Excerpts from a point-labeling dataset:
************
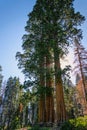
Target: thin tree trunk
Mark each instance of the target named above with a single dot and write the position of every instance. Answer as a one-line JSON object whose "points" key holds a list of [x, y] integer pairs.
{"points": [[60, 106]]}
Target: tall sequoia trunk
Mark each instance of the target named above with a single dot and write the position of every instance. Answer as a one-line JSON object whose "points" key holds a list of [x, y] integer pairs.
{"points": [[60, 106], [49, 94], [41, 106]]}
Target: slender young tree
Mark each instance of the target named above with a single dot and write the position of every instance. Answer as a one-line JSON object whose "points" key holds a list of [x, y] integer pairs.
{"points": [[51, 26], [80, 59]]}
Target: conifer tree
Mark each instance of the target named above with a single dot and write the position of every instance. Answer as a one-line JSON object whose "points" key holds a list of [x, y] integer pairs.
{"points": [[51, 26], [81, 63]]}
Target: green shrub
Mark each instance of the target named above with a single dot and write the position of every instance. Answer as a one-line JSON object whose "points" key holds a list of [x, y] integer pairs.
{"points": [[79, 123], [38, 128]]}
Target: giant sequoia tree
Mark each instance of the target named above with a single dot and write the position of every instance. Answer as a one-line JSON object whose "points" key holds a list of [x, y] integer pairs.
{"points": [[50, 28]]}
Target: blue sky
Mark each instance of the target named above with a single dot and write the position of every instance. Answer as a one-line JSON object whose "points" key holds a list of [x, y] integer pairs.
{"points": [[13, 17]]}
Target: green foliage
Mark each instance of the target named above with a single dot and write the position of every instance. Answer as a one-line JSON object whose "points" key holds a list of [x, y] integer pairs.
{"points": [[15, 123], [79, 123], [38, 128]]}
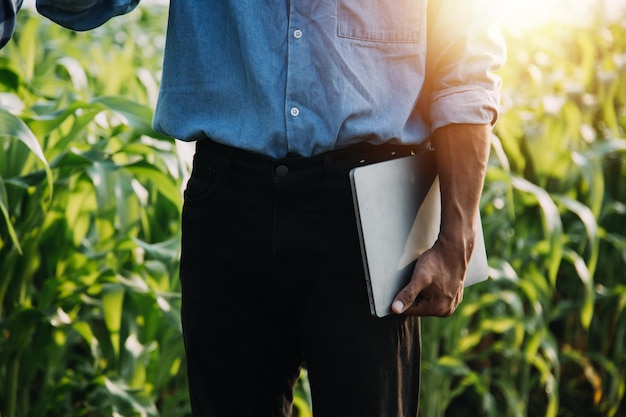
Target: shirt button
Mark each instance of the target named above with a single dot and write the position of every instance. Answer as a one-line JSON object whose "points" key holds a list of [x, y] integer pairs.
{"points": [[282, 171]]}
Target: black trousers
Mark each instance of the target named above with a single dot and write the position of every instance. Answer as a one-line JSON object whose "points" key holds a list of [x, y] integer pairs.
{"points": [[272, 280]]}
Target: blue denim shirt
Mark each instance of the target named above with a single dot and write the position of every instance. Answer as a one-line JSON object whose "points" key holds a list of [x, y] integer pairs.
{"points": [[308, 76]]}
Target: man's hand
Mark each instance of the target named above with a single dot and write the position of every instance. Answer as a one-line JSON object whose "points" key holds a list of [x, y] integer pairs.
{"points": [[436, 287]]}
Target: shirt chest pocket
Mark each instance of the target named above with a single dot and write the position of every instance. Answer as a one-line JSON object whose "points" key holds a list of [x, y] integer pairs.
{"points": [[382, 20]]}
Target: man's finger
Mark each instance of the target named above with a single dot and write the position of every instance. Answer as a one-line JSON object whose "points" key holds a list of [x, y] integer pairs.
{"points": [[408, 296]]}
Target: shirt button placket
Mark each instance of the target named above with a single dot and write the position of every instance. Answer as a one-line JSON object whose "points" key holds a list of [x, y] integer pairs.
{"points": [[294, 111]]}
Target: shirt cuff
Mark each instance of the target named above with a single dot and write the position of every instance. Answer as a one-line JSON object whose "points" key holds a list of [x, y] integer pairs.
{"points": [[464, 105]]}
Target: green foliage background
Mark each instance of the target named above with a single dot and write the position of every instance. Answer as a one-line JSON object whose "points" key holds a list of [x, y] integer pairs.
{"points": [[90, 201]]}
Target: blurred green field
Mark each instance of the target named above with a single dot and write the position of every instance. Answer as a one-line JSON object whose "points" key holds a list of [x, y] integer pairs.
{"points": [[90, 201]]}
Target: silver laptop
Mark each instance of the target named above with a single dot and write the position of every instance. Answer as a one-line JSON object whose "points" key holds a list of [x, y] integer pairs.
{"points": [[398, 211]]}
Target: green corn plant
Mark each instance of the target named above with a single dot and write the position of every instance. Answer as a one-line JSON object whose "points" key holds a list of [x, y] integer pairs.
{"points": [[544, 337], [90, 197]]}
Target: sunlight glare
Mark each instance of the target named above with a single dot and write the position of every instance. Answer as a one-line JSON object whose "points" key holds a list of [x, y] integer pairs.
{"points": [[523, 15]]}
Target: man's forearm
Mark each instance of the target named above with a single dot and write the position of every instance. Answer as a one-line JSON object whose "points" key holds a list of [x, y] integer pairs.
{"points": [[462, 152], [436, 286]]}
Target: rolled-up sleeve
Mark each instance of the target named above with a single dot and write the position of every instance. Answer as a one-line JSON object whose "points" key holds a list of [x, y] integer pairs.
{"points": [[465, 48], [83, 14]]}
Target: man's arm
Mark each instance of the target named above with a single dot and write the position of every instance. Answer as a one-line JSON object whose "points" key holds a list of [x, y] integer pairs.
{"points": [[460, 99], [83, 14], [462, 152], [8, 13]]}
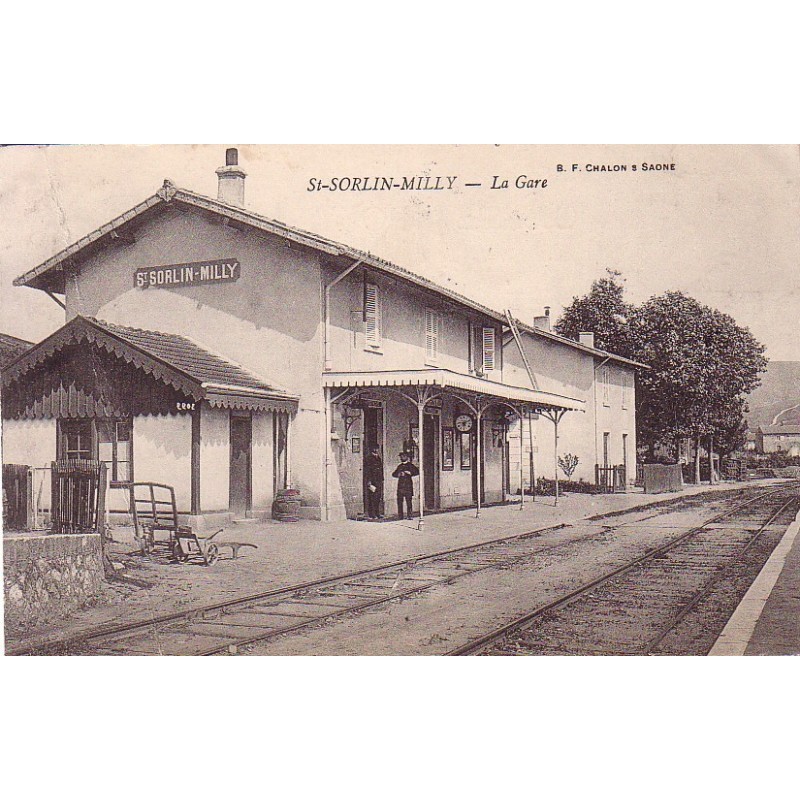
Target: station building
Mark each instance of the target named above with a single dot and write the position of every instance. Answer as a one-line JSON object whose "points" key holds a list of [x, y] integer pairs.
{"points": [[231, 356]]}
************
(EXERCISE): Substitute "single marker" for "single dot" throughout all of the records above, leaving every other line unchanged, and omit the pictures from your reproduction.

(ANSWER IN FULL):
Target: thin tree trunk
Mark each instance of the target named above with a single marker and write the position of every instance. Answer as a one-line JSON object whose "points" key holds a list of [x, y] integer pairs.
{"points": [[60, 106]]}
Target: tall sequoia trunk
Mark each instance of the target named above with a single marker and write the position of every instance. Answer as a one-line JSON object whose "points" key holds a list of [x, y] integer pairs.
{"points": [[60, 106], [49, 94], [41, 106]]}
Target: slender young tree
Mark each instance of the target named above with a single marker and write the position of every instance. Answer as a one-line JSON object whose "points" key holds a list of [x, y] integer pairs.
{"points": [[51, 26], [80, 59]]}
Target: conifer tree
Mark each instance of the target named above with a single marker and write the position of every instance. Answer as a one-line JSON object whose "points" key holds a list of [x, y] integer pairs.
{"points": [[51, 26], [81, 63]]}
Target: green shrub
Mark each instance of the target named above with a single marker and write the position of every instance. Answer as a one-line JSON object whose "points" key holds a list of [x, y] integer pairs.
{"points": [[79, 123], [38, 128]]}
Target: giant sequoia tree
Mark each instance of the target named above with a single marker and write the position of every instance. Answer as a one-line JSON object whose "points" key holds a list of [x, y] integer pairs.
{"points": [[50, 28]]}
Target: blue sky
Mark each instance of the target named above with a single marker and write the position of every instance. Answer as a one-line JSON object whose "points" key holds a list of [x, y] integer pairs.
{"points": [[13, 17]]}
Target: green foliage
Mark each instance of the target named above with a single marker and write the position of every instance. Answer as a one-line JSON object whose "points" key holds a list of [x, y] integer pairs.
{"points": [[15, 123], [79, 123], [38, 128]]}
Target: shirt button
Mark each instance of the target named above with a single marker and write the position of every instance. Answer as a one-line JSON object whose "points" key holds a list of [x, y] integer pairs.
{"points": [[282, 171]]}
Target: black trousers
Mark each instance of the target named above with a single marker and write the position of every instance. Answer as a one-line JSON object whose "points" key holds a list of [x, y] integer pairs.
{"points": [[272, 280]]}
Target: blue denim shirt
Mark each instance of the target named above with a single marker and write the position of every instance. Answer as a one-line JSON object whose "points" key holds a list of [x, y] integer pairs.
{"points": [[308, 76]]}
Target: man's hand
Mark each instance of the target named above with a single marker and write the position of every instance. Answer as a one-line JSON object whose "points" key holds a list of [x, y] integer pairs.
{"points": [[436, 287]]}
Target: shirt chest pocket
Mark each instance of the target named above with a single marker and write the position of every instance. Answer as a one-line JSON object whose "points" key holds a list of [x, y] integer pairs.
{"points": [[382, 20]]}
Target: man's finger
Mark each instance of the target named above with a single marker and write the position of every instance. Answer as a one-line JSON object whose "points" key holds a list of [x, y] integer pairs.
{"points": [[408, 296]]}
Target: shirt button placket
Mark each instance of the target named above with a single marker and write the position of every instance. Answer as a one-line JSON object whose "points" key holds a list of [x, y] integer pairs.
{"points": [[294, 111]]}
Target: shirt cuff
Mark each instance of the target named above with a single marker and write the position of every instance. Answer as a one-line JSON object whose "points" key holds a list of [x, y] integer pairs.
{"points": [[464, 105]]}
Target: green foliage background
Mark each instance of the target named above with a single marker and write the position of every instance. Answer as a one-line JSON object whose "points" key holds a list of [x, y] integer pairs.
{"points": [[90, 201]]}
Target: blurred green field
Mark each instance of the target named above with a single marker and write the position of every instance. Answer as a one-line JSON object whose "points" key holds a list of [x, y] integer pairs.
{"points": [[90, 201]]}
Target: silver laptop
Mark each instance of the target named above with a single marker and write the position of every instance. Answer as a one-line JSON object whose "points" key holds a list of [x, y] integer pairs.
{"points": [[398, 211]]}
Target: green corn plant
Mark each instance of the target named above with a single marker and write the position of every instance. Answer as a one-line JSON object whose "points" key holds a list of [x, y] integer pairs.
{"points": [[544, 337], [90, 197]]}
Target: sunlight glare
Mark each instance of the target named above with a single marker and write the position of every instance. Answer as a one-line JSON object whose "points" key holds a list of [x, y] integer pairs.
{"points": [[523, 15]]}
Target: man's forearm
Mark each instance of the target named above with a single marker and write the position of every instance. Answer as a one-line JSON object whose "points" key holds a list of [x, y] integer pairs.
{"points": [[462, 152], [436, 286]]}
Target: rolled-up sleeve
Mark each instance of the target named above with a single marker and write the position of every instance. Answer as a one-line JSON object whose "points" key holds a list of [x, y] integer pairs.
{"points": [[465, 48], [83, 14]]}
Target: man's arm
Mark each instance of the target named above with a single marker and write the position of every instance. Answer as a one-line JSON object whose "points" key holds a list of [x, y] integer pairs.
{"points": [[460, 99], [83, 14], [462, 152], [8, 13]]}
Target: station building
Mark each instance of the target named above with a single marker and write the position of every instance. Answer as a one-line JSON object whose "points" key holds a list of [x, y] integer pairs.
{"points": [[231, 356]]}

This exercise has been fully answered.